(A run of records)
○ ○ ○ ○ ○

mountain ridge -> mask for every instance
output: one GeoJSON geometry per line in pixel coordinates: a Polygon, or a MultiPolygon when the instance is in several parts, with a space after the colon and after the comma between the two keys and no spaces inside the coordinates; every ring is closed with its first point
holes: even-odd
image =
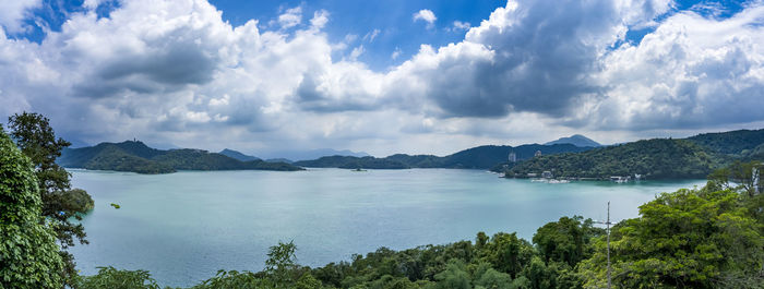
{"type": "Polygon", "coordinates": [[[573,134],[571,136],[566,137],[560,137],[551,142],[545,143],[545,145],[552,145],[552,144],[572,144],[575,146],[581,146],[581,147],[599,147],[602,146],[600,143],[595,142],[594,140],[586,137],[582,134],[573,134]]]}
{"type": "Polygon", "coordinates": [[[138,173],[170,173],[177,170],[302,170],[285,162],[266,162],[261,159],[241,161],[204,149],[156,149],[140,141],[64,148],[57,162],[67,168],[138,173]]]}

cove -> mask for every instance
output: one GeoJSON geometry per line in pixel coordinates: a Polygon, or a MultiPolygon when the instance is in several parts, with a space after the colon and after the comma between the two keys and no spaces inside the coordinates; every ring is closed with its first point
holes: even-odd
{"type": "Polygon", "coordinates": [[[616,221],[661,192],[704,180],[540,183],[480,170],[70,170],[96,202],[70,249],[81,274],[145,269],[163,286],[191,286],[218,269],[260,270],[267,248],[294,241],[298,263],[321,266],[380,246],[394,250],[517,232],[526,240],[561,216],[616,221]],[[116,209],[111,203],[119,204],[116,209]]]}

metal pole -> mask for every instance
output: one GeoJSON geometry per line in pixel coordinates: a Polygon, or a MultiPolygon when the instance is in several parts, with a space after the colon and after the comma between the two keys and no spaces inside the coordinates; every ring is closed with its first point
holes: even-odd
{"type": "Polygon", "coordinates": [[[608,201],[608,289],[611,289],[612,284],[610,280],[610,201],[608,201]]]}

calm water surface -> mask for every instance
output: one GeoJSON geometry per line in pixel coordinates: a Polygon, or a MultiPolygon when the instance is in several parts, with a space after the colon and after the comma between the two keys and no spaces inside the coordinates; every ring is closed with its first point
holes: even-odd
{"type": "Polygon", "coordinates": [[[294,240],[298,262],[309,266],[379,246],[471,240],[478,231],[529,240],[561,216],[605,219],[608,201],[613,219],[632,218],[655,194],[704,184],[549,184],[453,169],[72,173],[96,202],[82,221],[91,243],[71,249],[77,268],[146,269],[163,286],[190,286],[218,269],[260,270],[279,240],[294,240]]]}

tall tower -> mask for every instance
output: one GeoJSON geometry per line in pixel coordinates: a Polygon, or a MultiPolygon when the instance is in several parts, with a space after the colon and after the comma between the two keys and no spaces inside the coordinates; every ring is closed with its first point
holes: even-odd
{"type": "Polygon", "coordinates": [[[759,174],[759,167],[754,166],[751,170],[751,177],[753,179],[753,192],[755,194],[759,194],[761,193],[762,188],[762,184],[760,183],[762,180],[761,174],[759,174]]]}

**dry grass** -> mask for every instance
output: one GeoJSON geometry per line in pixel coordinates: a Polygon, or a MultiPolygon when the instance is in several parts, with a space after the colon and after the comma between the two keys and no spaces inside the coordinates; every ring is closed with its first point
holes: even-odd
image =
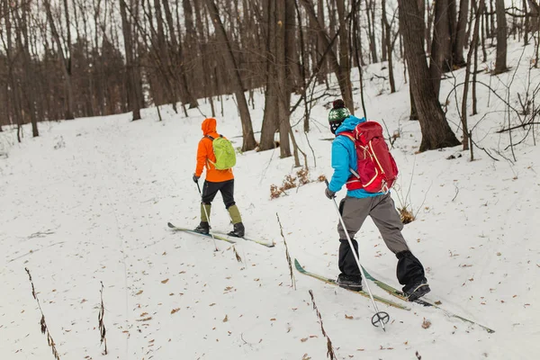
{"type": "MultiPolygon", "coordinates": [[[[326,176],[324,175],[319,176],[317,178],[318,182],[323,182],[326,180],[326,176]]],[[[287,195],[286,191],[298,188],[300,186],[305,185],[306,184],[310,184],[311,180],[310,179],[310,170],[306,167],[302,167],[296,172],[296,176],[292,176],[292,175],[286,175],[281,186],[277,186],[273,184],[270,185],[270,199],[277,199],[281,195],[287,195]]]]}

○ ○ ○ ○ ○

Task objective: Repeat the material starting at the line that contains "grass** -> mask for every instance" and ending with the last line of the material, leaving out the pictures.

Response to the task:
**dry grass** -> mask for every instance
output: one GeoJSON geometry per line in pixel coordinates: a Polygon, or a MultiPolygon when the instance is in several parts, with a space after the colon and after the comma between the two keys and no spaces inside the coordinates; every ring is closed with its first point
holes: even-odd
image =
{"type": "MultiPolygon", "coordinates": [[[[326,176],[324,175],[319,176],[317,178],[318,182],[323,182],[326,180],[326,176]]],[[[287,195],[286,191],[298,188],[300,186],[305,185],[306,184],[310,184],[311,180],[310,179],[310,170],[306,167],[302,167],[296,172],[296,176],[292,176],[292,175],[286,175],[281,186],[277,186],[273,184],[270,185],[270,199],[277,199],[281,195],[287,195]]]]}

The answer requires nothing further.